## [Problems and tasks]
**a.** According to the excerpt on Lowcountry rice fields, how many acres were in rice production?
**b.** Please return the part of the excerpt on Lowcountry rice fields from "Until now, the" up to and including "acres, he said.".
+++ Excerpt provided +++
South Carolina, at one point, was the country’s No. 1 rice producer. But turning swamps into rice fields and managing the labor-intensive crop, Wiggers said, came at a “huge cost” in the lives of slaves for hundreds of years before the system collapsed following the Civil War.

Wiggers recently retired after 22 years as president and CEO at Nemours Wildlife Foundation, which manages 10,000 acres of permanently conserved private land near Yemassee in northern Beaufort County, where rice was once grown.

Until now, the size of rice farms, and thus their impacts on the people who built them, had been underestimated, ranging from 50,000 to 70,000 acres, he said.

With partners Clemson University and Folk Land Management, Wiggers and Nemours produced the first complete map of the Lowcountry rice fields. That effort has revealed that 236,112 acres was in rice production, with fields stretching from the Atlantic coast inland to Interstate 95. If the dikes associated with those fields were lined up north and south, Wiggers said, they would stretch farther than the entire distance of the Eastern Seaboard.
+++ Given records +++
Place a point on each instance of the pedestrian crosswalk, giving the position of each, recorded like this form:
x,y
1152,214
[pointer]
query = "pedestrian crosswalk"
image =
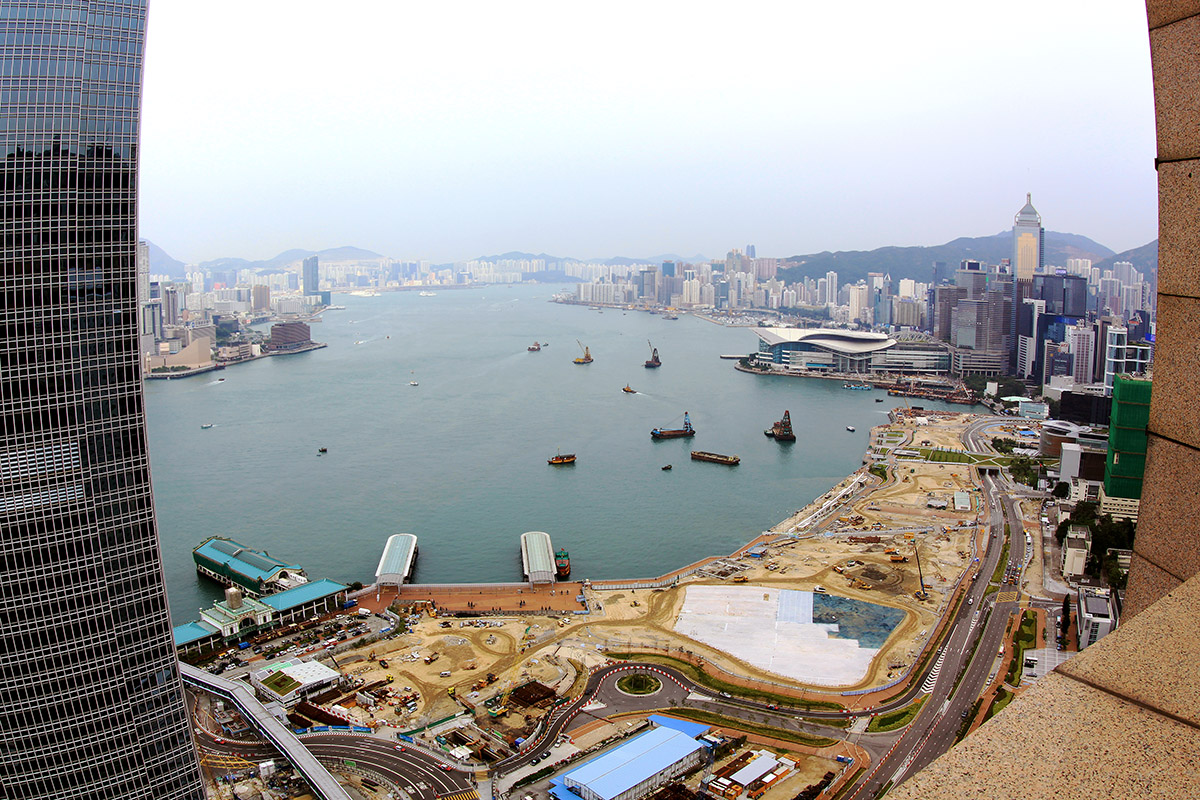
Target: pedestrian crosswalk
x,y
931,680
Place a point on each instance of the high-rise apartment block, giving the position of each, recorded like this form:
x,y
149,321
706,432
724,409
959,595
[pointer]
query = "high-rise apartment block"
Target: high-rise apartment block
x,y
91,703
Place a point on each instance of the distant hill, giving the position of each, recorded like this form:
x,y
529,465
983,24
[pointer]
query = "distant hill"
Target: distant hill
x,y
292,258
161,263
917,262
1145,259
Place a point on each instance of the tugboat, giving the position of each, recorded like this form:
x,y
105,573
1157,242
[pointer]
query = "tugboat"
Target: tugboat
+++
## [Task answers]
**a.** 236,112 acres

**b.**
Until now, the size of rice farms, and thus their impacts on the people who built them, had been underestimated, ranging from 50,000 to 70,000 acres, he said.